### Tasks to perform
1. From the passage on Phyllium siccifolium, set down the text verbatim, beginning with the words "Phyllium siccifolium (from" and ending after the words "its species describer.".
2. Condense the paragraph of the Phyllium siccifolium passage that begins "Phyllium siccifolium was described by Linnaeus" into a bulleted list that retains its main facts.
3. Extend the passage on Phyllium siccifolium by continuing it from the point where it ends.

Species of stick insect

Phyllium siccifolium (from Greek φύλλον = leaf and Latin siccus = dry, folium = leaf – 'dry leaf') is the species of the leaf insects (Phyllioidea) known to science for the longest time. It was described by Carl von Linné as early as 1758 and is thus, along with Phasma gigas and Pseudophasma phthisicus, one of the three first described Stick Insect species. The species is called Linnaeus' Leaf Insect in honor of its species describer.

== Taxonomy ==
Phyllium siccifolium was described by Linnaeus in 1758 as Gryllus (Mantis) siccifolius. The female holotype is deposited at the Zoological Institute of the University of Uppsala and labeled with the locality India. Johann Christian Fabricius reorganized the genera and subgenera established by Linnaeus in 1775 and used the genus Gryllus for representatives of the later Orthoptera, whereby the name now became Mantis siccifolia. Pierre André Latreille transferred the species to the genus Phyllium in 1802 as Phyllium siccifolia. The genus Mantis was left to the later Mantodea. The genus Phyllium, established by Johann Karl Wilhelm Illiger in 1798 and published by Latreille in 1802, was specifically created for Phyllium siccifolia, the spelling used, which thus became the type species through monotypy.

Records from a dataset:
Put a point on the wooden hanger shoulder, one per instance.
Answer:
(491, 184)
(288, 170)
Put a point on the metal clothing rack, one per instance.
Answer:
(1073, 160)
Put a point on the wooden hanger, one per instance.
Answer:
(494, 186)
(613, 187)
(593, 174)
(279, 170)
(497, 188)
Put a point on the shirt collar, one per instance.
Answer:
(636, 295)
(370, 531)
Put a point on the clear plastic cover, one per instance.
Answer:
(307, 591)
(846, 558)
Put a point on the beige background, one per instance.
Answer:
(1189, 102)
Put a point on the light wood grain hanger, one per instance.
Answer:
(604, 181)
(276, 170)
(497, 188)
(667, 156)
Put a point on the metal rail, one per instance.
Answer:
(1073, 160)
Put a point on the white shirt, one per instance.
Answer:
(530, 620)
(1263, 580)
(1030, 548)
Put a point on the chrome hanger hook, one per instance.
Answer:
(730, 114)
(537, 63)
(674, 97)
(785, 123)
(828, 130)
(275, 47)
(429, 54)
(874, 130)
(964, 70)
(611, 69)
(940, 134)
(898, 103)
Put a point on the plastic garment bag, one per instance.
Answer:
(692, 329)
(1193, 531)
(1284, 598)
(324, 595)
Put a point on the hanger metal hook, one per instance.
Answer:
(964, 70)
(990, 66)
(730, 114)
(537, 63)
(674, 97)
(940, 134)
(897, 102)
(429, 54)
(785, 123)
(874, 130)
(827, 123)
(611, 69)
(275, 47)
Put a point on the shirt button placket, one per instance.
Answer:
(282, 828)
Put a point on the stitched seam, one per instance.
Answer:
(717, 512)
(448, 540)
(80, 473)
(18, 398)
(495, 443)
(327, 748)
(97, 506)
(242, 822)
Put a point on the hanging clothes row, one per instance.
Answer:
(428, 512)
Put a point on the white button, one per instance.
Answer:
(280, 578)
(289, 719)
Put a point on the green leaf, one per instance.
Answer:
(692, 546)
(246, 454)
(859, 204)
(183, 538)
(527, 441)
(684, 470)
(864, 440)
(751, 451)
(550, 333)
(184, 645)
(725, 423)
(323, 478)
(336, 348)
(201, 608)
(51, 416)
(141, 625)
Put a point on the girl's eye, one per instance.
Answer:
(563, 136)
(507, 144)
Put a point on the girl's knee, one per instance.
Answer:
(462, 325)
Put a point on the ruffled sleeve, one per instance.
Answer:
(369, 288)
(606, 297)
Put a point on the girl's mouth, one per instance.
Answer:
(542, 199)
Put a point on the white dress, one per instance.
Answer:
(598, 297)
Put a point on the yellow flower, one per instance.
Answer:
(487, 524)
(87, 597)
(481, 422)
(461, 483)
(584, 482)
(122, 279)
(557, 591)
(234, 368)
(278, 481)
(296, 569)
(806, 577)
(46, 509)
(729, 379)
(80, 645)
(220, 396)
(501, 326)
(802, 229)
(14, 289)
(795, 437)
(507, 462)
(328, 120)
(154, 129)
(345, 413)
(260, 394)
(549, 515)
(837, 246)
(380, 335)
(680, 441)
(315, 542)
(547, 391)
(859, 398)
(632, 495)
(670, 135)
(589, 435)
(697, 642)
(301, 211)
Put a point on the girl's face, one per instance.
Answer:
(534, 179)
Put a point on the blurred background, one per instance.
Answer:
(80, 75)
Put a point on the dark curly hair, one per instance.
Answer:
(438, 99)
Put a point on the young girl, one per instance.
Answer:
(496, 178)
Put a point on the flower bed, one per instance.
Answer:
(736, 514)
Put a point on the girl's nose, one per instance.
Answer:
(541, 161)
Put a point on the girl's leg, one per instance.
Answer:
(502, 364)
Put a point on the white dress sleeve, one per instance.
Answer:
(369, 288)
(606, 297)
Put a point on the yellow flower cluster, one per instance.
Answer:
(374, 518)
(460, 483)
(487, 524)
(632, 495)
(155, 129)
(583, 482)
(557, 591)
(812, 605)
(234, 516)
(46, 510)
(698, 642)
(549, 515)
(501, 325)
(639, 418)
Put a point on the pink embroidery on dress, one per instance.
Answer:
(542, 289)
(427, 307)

### Responses to the tasks
1.
Phyllium siccifolium (from Greek φύλλον = leaf and Latin siccus = dry, folium = leaf – 'dry leaf') is the species of the leaf insects (Phyllioidea) known to science for the longest time. It was described by Carl von Linné as early as 1758 and is thus, along with Phasma gigas and Pseudophasma phthisicus, one of the three first described Stick Insect species. The species is called Linnaeus' Leaf Insect in honor of its species describer.

2.
- 1758: Linnaeus described the species as Gryllus (Mantis) siccifolius. The female holotype is held at the Zoological Institute of the University of Uppsala and is labeled with the locality India.
- 1775: Johann Christian Fabricius reorganized Linnaeus's genera and subgenera and reserved Gryllus for representatives of the later Orthoptera, so the name became Mantis siccifolia.
- 1802: Pierre André Latreille moved the species to the genus Phyllium as Phyllium siccifolia. Mantis was left to the later Mantodea.
- Genus Phyllium: Johann Karl Wilhelm Illiger established it in 1798, and Latreille published it in 1802. It was created specifically for Phyllium siccifolia, which became its type species through monotypy.

3.
The species was described several times in the 18th and 19th centuries under the various names. These are now considered synonyms of Phyllium siccifolium. Due to regrouping of the species or its synonyms into other genera as well as misspellings, Phyllium siccifolium is currently (August 2025) assigned a total of 17 synonyms. Since the genus was divided into subgenera, the species has been assigned to the former subgenus Phyllium, which differs from the former subgenus Pulchriphyllium by the absence of lobes on the outer side of the foretibia.

Frank H. Hennemann et al. proposed in 2009 that the genus Phyllium be divided into species groups below the now former subgenera. Phyllium siccifolium is proposed as the eponymous species for the siccifolium species group. In 2009, Hennemann et al. also synonymized Phyllium tobeloense with Phyllium siccfolium. Detlef Größer, who described this species in 2007 based, among other things, on an egg taken from the ovipositor, points out that Hennemann et al. used this same method in their work to differentiate and describe Phyllium mindorense. Phyllium tobeloense has now been recognized again as a valid species, to which the subspecies Phyllium tobeloense bhaskarai has belonged since 2019, in whose description Hennemann was involved.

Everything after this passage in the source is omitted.